In Twitter DMs with Rolling Stone, Grey vehemently denies the allegations of animal abuse. “Are you asking me if I ever had sex with a horse or violated one?” he says. “No, the answer is no. I think it was mostly a troll that somehow gained traction.”

Rolling Stone reached @jcryptooooo for comment and confirmed that they had planned to sow chaos from the start. “I was just scrolling through Twitter doing my usual,” they say. “I’ve probably got a higher number of people that have me blocked than I do followers, as I like to call out a lot of the nonsense/bullshit posting I read on crypto Twitter.” When they stumbled on @YannickCrypto’s thread, it inspired them to revive an old gag. “Back when I was younger me and some mates used to joke around when talking about people, ’Oh yeah, is that the same bloke that wanked off/fingered [insert animal]?’ they explain.

“And yeah so it was just a question, and crypto Twitter just nibbled real hard on it,” @jcryptooooo says, adding a clown emoji. “Some of the memes since the initial fingering question have been absolute fire.”

There’s a few likely reasons why crypto Twitter couldn’t resist the bait. For one, SushiSwap was designed as an “evolution” of the decentralized exchange platform Uniswap, which has a unicorn logo. And what is a unicorn if not a mythical kind of horse? Then there’s the anarchic, juvenile, extremely-online spirit of the crypto scene. Contributing to the pile-on, SushiSwap tweeted a horse emoji when quoting speculation that the gossip was elaborate viral marketing. Grey jumped on that tweet as well, quipping, “It’s true; stable pools are coming this week.” (In DMs, he says none of this was a marketing play, and his post wan’t a serious, only a “tongue-in-cheek” reaction to “being memed to death.”) And, in what some have suggested is a rug-pull scam, someone created a new coin called $HORSHE.

“Could only have happened on crypto Twitter,” says @jcryptooooo.

Grey, in searching for clarity on how this all happened, shared an incorrect but amusing theory. “There is a male pornstar with my exact name (it’s been the bane of my existence),” he wrote in the SushiSwap Discord on Monday. “Maybe he defiled a horse?!” In his blog post countering @YannickCrypto’s claims, he repeated this speculation: “The video of the horse fingering, if it exists (I’ve never seen it before), is probably a video produced by Jared Grey, the porn star, and not myself,” he wrote.

A quick glance at the other Jared Grey’s credits does reveal a résumé of porn titles, though mostly with mainstream brands such as Brazzers, which would never illegally produce bestiality videos. Rolling Stone reached out to actor Grey via his Instagram account, but he didn’t respond, hopefully sparing himself the indignity of learning about any of this.

None of which, by the way, is close to the biggest controversy in SushiSwap’s brief history: Right after its inception in late 2020, a pseudonymous co-founder called Chef Nomi apologetically returned $14 million in ether to the exchange after liquidating his stake in $SUSHI, causing a price crash of 73 percent and drawing widespread criticism from users who said he had cheated them. Chef Nomi then gave control of the project to Sam Bankman-Fried, the CEO of crypto exchange FTX, in a move that would launch the shaky chain of succession that continues to this day. Some time after saving it from collapse, Bankman-Fried also stepped away from SushiSwap, telling Bloomberg in December 2021 that he was no longer involved with the platform.

Despite the latest hubbub, $SUSHI may not be greatly affected in the medium term: the token, as of this writing, is down another 2.56 percent for the day, but remains up 12.34 percent for the week. Just goes to show that in crypto, the more things change, the more they stay the same.

SUPPLIED RECORDS:
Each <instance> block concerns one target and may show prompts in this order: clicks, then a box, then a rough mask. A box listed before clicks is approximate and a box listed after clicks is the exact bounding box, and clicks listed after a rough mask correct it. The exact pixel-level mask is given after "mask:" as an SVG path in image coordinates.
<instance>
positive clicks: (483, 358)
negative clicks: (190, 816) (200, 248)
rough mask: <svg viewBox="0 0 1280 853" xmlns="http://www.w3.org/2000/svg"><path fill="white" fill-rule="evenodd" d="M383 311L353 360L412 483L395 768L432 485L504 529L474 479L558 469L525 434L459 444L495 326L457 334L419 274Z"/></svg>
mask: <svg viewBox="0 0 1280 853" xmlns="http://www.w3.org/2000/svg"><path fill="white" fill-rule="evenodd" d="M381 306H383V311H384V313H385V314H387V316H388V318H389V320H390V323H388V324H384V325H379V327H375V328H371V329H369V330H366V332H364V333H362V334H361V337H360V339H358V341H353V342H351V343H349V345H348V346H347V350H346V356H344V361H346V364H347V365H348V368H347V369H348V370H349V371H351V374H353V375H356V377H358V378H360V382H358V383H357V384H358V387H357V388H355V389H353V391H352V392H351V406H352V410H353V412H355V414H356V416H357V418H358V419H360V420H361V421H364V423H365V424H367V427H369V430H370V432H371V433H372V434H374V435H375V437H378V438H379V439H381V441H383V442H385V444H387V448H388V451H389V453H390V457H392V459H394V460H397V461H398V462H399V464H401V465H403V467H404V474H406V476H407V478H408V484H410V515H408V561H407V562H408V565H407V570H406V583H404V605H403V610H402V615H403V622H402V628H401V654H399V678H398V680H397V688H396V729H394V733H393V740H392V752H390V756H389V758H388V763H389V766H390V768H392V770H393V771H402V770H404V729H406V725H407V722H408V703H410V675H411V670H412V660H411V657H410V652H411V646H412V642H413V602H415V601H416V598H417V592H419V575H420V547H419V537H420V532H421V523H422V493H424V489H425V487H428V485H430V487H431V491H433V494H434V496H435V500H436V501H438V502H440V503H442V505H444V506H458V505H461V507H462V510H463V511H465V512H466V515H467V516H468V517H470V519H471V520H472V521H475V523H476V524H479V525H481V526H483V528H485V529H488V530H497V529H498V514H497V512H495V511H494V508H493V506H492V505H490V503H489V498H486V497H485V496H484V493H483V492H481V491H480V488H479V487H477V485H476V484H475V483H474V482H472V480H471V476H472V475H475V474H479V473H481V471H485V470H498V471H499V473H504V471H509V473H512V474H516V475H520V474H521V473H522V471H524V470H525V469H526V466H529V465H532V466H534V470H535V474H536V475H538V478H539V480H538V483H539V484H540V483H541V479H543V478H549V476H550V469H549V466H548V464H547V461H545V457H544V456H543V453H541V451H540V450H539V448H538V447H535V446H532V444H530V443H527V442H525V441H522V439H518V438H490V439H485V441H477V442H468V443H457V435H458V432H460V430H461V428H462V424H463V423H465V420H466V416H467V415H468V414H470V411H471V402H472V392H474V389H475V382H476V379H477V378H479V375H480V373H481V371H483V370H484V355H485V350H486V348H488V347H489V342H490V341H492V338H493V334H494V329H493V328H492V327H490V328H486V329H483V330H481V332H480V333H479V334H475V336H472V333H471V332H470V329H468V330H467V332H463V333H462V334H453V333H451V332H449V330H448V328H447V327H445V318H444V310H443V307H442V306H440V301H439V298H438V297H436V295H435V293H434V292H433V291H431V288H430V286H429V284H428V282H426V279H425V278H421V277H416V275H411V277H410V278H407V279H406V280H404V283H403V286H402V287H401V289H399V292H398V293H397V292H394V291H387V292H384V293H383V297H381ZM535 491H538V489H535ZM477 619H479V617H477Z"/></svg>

YOUR TASKS:
**a)** Print the passage of the SushiSwap article that opens with the words containing "Grey, in searching" and closes with "any of this.".
**b)** List every percentage figure that appears in the SushiSwap article.

RESULTS FOR THE EXERCISE:
**a)**
Grey, in searching for clarity on how this all happened, shared an incorrect but amusing theory. “There is a male pornstar with my exact name (it’s been the bane of my existence),” he wrote in the SushiSwap Discord on Monday. “Maybe he defiled a horse?!” In his blog post countering @YannickCrypto’s claims, he repeated this speculation: “The video of the horse fingering, if it exists (I’ve never seen it before), is probably a video produced by Jared Grey, the porn star, and not myself,” he wrote.

A quick glance at the other Jared Grey’s credits does reveal a résumé of porn titles, though mostly with mainstream brands such as Brazzers, which would never illegally produce bestiality videos. Rolling Stone reached out to actor Grey via his Instagram account, but he didn’t respond, hopefully sparing himself the indignity of learning about any of this.

**b)**
73 percent
2.56 percent
12.34 percent